**What you have to do**
Copy the material below word for word, leaving out the pictures.

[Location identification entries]
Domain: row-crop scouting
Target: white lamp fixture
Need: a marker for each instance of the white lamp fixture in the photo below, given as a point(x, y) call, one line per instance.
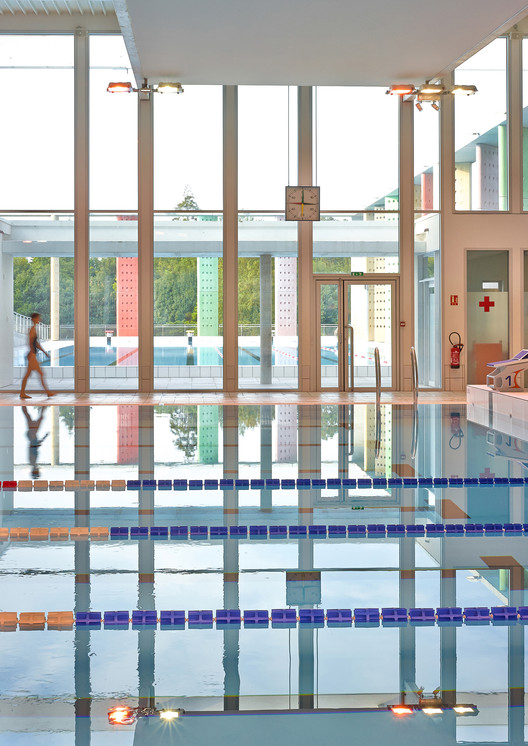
point(463, 90)
point(145, 88)
point(401, 89)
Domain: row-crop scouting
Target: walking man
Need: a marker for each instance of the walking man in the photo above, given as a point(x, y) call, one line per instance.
point(33, 363)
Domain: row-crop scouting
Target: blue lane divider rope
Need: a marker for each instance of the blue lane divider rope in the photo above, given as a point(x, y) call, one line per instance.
point(369, 531)
point(317, 531)
point(291, 617)
point(362, 483)
point(279, 618)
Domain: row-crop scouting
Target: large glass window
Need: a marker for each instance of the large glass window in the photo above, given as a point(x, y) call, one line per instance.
point(36, 251)
point(365, 242)
point(113, 128)
point(525, 122)
point(267, 303)
point(188, 301)
point(267, 145)
point(481, 141)
point(188, 149)
point(427, 298)
point(356, 154)
point(36, 126)
point(426, 158)
point(113, 301)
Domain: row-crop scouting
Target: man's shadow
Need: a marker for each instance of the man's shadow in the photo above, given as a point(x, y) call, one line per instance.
point(34, 441)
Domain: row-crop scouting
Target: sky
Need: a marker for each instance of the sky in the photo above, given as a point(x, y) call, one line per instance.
point(355, 152)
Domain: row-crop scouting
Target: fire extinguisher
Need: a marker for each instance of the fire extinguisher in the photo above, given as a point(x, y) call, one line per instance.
point(456, 349)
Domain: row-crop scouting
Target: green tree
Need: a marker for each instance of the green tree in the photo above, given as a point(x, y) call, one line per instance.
point(187, 203)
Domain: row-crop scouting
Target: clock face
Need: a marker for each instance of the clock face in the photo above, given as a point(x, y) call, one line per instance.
point(302, 203)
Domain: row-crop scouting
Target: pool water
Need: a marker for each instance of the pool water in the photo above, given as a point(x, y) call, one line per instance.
point(109, 355)
point(302, 682)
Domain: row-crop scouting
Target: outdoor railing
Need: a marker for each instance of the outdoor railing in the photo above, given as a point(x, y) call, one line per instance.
point(23, 325)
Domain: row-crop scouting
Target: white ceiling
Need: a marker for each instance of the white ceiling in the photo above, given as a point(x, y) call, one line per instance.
point(307, 42)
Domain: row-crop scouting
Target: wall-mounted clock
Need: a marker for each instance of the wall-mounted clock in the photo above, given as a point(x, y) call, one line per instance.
point(303, 203)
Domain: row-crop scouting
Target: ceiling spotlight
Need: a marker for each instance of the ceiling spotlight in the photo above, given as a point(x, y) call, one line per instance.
point(401, 89)
point(169, 88)
point(464, 90)
point(401, 710)
point(431, 88)
point(120, 88)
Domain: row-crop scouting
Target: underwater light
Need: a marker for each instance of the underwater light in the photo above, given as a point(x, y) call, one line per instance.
point(465, 709)
point(121, 715)
point(432, 710)
point(401, 710)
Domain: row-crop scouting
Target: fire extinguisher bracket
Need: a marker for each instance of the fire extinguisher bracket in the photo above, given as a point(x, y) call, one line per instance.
point(456, 349)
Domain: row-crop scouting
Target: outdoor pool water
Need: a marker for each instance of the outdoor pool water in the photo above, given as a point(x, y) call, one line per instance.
point(376, 582)
point(108, 355)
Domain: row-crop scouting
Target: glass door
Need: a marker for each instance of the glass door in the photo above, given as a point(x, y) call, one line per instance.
point(353, 318)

**Finished task**
Domain: row-crop scouting
Target: white lamp fixture
Need: a marker for each instance of the white lamp fixture in the photo below, given as a point(x, y) call, one line per instance.
point(463, 90)
point(145, 88)
point(401, 89)
Domain: row-crop scouting
Target: walking man
Need: a marker for each instance of the walking man in the photo above, given as a point(x, y) call, one line per instance.
point(33, 363)
Domain: row-crop scouting
Target: blue lane divider rope
Need: a marker for each instance of the blue lane divider rope in the photo above, given as a point(x, y) call, one line per instance.
point(369, 531)
point(317, 531)
point(291, 617)
point(362, 483)
point(279, 618)
Domain: row-crop scouting
Target: large glass window
Need: a marker for each instance of the large glass window in the photo above, given as a point(x, y) call, one line per instance.
point(36, 251)
point(365, 242)
point(113, 128)
point(525, 122)
point(267, 303)
point(188, 301)
point(267, 145)
point(481, 141)
point(188, 149)
point(427, 298)
point(356, 154)
point(36, 126)
point(426, 158)
point(113, 301)
Domain: row-crop scouting
Target: man's shadow
Need: a marker for each instance of the man's shadow in the photo above, given as a point(x, y) call, one line per instance.
point(34, 441)
Domain: row-crop scouting
Target: sky
Need: a marker for each instance of the sky in the photo above, given as a point(x, y) call, one line per instance.
point(355, 152)
Domain: row-crop scouting
Target: fire extinguisher
Need: a marker for each instance of the fire extinguisher in the photo above, given as a point(x, y) call, one line per instance.
point(456, 349)
Domain: row-crop scouting
Target: green tree
Need: a marker for each instance of the green tree in the photo above, given as a point(x, y) call, one line per instance.
point(187, 203)
Domain: row-crop scouting
Target: clock face
Need: a marker for each instance of the clock face in the photo above, given as a point(x, y) call, one line per instance.
point(302, 203)
Domain: row-crop scouting
Target: pool water
Need: a marker for each instance of the pool water in the photo above, given as a point(x, y) call, one line per instance.
point(109, 355)
point(302, 682)
Domain: row-crop scouting
Target: outdoor railing
Need: a marker for each instance of the outdoor railing in the photo above, given as a point(x, y) call, one line per instance.
point(23, 325)
Domain: row-crop scouting
Target: white ceiling
Need: a marker for each instance of the white ceiling in the photo above, given as a point(x, y) call, one line per instance.
point(307, 42)
Domain: row-crop scouting
Target: wall-mounted clock
Need: a marker for each instance of the wall-mounted clock in the photo above, given as a point(x, y) call, one line per instance.
point(303, 203)
Domain: row-crop scouting
Target: ceiling spotlight
Need: a marker for each instance of the ceiling spotlight in the photo above, given as a point(x, y) call, one line per instance.
point(401, 89)
point(169, 88)
point(464, 90)
point(401, 710)
point(431, 88)
point(120, 88)
Domain: row-crop scouting
Target: underwater light
Need: a marker for each instance of the underwater light in the photo above, given as a point(x, y) call, one line per instance.
point(465, 709)
point(121, 715)
point(432, 710)
point(401, 710)
Domain: row-crop scouting
Target: fire extinguisher bracket
Need: a marker for each instance of the fire extinguisher bracket in the photo above, given as a point(x, y) call, one line per instance.
point(456, 349)
Domain: row-crop scouting
Target: outdoor pool water
Need: a marker for each instance of the outdoor pool water in the photo above, given as a point(x, y) call, one line per instance.
point(376, 582)
point(108, 355)
Domain: row-crop scouting
Target: glass door
Need: a marker for each instance of the glass door in the photo above, given as a point(x, y) call, one line per instance.
point(353, 318)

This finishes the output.